── Données brutes

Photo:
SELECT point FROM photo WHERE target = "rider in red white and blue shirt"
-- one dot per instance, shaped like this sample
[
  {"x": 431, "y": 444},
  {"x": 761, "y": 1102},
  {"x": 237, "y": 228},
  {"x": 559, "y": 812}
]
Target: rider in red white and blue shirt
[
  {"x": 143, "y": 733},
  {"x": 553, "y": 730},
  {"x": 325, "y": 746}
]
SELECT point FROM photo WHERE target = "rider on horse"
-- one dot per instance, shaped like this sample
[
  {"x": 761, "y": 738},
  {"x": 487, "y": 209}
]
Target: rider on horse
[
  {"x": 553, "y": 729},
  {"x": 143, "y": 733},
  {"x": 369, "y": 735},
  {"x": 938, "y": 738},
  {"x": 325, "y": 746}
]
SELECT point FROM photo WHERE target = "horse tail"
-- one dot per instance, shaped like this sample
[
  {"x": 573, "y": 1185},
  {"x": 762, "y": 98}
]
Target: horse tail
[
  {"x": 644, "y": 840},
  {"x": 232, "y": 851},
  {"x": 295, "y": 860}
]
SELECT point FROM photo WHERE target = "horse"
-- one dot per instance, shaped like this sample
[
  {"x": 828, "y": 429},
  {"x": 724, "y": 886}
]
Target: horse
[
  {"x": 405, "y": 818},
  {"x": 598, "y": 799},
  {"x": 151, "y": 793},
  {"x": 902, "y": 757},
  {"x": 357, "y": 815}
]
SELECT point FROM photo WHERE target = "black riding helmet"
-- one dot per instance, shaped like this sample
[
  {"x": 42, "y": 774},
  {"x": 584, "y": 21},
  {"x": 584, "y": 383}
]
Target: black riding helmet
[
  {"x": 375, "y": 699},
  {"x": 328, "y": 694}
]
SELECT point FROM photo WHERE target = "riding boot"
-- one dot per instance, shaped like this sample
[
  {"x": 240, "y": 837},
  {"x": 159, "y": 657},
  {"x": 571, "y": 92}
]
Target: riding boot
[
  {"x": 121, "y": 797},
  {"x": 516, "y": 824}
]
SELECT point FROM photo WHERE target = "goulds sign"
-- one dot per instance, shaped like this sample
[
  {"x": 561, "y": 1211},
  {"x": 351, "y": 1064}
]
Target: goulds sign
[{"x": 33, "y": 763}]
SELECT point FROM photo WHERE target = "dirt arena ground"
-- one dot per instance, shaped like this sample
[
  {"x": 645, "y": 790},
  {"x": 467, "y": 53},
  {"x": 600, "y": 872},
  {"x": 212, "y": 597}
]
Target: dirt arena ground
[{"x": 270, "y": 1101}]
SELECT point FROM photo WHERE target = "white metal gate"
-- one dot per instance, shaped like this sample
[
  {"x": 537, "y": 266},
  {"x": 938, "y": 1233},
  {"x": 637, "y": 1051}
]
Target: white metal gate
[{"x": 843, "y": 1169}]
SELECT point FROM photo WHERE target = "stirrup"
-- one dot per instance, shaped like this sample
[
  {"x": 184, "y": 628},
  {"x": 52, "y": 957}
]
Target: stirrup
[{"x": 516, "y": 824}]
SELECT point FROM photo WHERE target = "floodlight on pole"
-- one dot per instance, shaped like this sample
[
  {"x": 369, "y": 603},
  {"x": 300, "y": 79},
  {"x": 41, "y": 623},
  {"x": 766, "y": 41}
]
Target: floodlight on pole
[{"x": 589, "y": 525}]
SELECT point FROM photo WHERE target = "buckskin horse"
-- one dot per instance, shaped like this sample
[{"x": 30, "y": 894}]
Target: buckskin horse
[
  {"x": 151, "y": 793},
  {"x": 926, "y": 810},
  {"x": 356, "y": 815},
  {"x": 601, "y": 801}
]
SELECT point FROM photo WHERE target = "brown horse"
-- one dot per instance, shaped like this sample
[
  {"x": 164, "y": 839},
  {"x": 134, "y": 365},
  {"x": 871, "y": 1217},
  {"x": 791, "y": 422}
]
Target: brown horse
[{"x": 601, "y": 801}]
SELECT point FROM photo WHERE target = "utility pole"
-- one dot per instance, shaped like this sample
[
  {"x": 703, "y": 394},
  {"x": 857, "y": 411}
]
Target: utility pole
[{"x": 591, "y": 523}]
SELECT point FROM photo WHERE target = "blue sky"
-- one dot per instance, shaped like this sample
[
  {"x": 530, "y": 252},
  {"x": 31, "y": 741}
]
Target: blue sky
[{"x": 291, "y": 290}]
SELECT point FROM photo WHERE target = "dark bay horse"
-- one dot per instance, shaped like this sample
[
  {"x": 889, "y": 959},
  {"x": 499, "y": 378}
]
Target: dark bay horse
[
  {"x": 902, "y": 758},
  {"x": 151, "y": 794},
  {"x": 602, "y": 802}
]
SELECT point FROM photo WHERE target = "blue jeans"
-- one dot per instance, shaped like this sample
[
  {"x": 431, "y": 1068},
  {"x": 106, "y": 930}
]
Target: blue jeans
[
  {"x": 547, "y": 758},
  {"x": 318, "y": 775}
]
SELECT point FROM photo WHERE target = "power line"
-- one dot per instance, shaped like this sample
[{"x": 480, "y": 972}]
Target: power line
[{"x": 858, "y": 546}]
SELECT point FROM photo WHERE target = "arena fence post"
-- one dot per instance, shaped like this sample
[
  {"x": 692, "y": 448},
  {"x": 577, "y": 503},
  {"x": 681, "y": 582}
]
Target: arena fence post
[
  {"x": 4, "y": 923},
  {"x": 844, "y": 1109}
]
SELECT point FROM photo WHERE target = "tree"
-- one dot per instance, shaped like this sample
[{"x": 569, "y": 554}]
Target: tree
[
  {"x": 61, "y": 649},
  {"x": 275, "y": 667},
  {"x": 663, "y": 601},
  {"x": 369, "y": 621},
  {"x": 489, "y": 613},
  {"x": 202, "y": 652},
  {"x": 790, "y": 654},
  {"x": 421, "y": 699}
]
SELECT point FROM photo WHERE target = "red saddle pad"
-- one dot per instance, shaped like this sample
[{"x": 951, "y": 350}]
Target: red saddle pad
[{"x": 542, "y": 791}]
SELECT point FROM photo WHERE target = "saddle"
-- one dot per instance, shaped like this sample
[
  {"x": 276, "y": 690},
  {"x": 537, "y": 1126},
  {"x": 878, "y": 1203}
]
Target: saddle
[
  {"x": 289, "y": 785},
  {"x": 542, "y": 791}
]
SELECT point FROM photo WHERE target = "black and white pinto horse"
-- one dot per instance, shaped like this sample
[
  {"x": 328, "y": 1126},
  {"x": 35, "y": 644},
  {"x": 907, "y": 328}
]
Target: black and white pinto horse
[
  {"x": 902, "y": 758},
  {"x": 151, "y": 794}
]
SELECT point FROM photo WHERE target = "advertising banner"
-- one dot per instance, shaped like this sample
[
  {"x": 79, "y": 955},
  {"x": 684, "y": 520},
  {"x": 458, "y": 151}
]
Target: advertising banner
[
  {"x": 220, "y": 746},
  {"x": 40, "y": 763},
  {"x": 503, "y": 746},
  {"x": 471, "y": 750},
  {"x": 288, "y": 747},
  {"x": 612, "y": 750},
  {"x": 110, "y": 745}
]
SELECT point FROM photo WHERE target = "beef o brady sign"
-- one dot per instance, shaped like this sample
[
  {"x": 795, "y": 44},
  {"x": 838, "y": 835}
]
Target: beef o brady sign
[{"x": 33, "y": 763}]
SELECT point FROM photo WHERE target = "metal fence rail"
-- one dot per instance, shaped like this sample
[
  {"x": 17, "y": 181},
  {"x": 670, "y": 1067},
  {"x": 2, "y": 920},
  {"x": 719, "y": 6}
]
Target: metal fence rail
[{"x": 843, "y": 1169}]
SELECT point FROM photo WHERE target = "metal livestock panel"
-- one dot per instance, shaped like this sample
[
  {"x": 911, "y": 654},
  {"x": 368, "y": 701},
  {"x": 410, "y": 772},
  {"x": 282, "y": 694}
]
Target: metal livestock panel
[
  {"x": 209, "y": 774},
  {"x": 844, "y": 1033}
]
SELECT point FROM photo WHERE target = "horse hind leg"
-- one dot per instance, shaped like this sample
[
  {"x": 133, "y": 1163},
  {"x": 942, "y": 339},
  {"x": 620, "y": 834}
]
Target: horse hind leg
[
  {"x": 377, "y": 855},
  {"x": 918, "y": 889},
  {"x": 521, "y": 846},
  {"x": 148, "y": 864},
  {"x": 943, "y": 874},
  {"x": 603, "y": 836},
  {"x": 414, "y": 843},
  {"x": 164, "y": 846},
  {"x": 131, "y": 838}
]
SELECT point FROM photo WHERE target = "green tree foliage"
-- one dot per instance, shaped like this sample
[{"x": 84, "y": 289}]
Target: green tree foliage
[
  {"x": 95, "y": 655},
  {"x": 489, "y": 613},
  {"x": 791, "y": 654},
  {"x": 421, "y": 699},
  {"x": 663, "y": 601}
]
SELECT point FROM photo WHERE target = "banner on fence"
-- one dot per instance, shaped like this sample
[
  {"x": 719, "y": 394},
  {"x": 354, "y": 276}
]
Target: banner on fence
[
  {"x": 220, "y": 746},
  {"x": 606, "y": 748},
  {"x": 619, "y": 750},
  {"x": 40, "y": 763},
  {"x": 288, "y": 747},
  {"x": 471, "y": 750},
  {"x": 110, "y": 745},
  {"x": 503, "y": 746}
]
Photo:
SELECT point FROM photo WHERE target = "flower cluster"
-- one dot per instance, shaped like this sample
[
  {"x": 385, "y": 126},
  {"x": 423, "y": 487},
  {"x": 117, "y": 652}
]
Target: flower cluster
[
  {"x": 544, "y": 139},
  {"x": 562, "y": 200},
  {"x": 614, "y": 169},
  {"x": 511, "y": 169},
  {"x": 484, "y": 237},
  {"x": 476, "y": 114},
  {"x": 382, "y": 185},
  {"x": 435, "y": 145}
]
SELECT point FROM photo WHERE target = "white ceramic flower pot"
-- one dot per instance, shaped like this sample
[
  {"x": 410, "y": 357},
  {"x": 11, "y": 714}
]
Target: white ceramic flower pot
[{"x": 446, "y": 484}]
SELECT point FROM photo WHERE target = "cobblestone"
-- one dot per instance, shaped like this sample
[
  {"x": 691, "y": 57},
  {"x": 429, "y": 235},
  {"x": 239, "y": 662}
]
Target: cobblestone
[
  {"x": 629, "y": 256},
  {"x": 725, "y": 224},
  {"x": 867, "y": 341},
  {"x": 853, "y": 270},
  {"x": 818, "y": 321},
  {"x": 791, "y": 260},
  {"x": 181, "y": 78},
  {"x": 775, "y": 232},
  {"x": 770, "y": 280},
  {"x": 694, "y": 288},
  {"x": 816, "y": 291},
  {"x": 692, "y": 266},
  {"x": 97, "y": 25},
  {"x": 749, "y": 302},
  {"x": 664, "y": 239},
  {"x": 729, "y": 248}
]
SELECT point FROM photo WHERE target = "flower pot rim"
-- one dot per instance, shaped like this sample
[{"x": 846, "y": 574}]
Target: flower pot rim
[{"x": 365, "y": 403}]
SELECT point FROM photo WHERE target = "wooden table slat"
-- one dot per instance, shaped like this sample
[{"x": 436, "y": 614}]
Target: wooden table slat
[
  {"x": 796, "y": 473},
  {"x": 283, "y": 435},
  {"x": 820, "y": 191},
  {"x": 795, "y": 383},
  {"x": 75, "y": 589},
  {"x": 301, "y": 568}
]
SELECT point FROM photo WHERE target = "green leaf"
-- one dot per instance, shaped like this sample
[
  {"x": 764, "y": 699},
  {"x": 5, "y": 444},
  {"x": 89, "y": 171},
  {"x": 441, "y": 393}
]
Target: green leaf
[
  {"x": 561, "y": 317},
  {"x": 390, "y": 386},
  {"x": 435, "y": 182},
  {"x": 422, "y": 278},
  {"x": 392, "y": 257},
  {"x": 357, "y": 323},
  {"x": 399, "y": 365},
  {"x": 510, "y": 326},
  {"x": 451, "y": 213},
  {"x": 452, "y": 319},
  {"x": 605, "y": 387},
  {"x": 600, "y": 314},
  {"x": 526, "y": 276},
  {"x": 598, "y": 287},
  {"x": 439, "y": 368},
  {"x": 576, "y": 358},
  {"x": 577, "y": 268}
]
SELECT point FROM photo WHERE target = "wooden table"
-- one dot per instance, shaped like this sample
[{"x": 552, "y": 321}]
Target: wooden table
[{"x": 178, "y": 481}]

────

Combien de lignes des enregistrements ci-dessus contiennent la chaîne "black" ? Donnez uniquement ce nombre.

Résultat de l'exercice —
4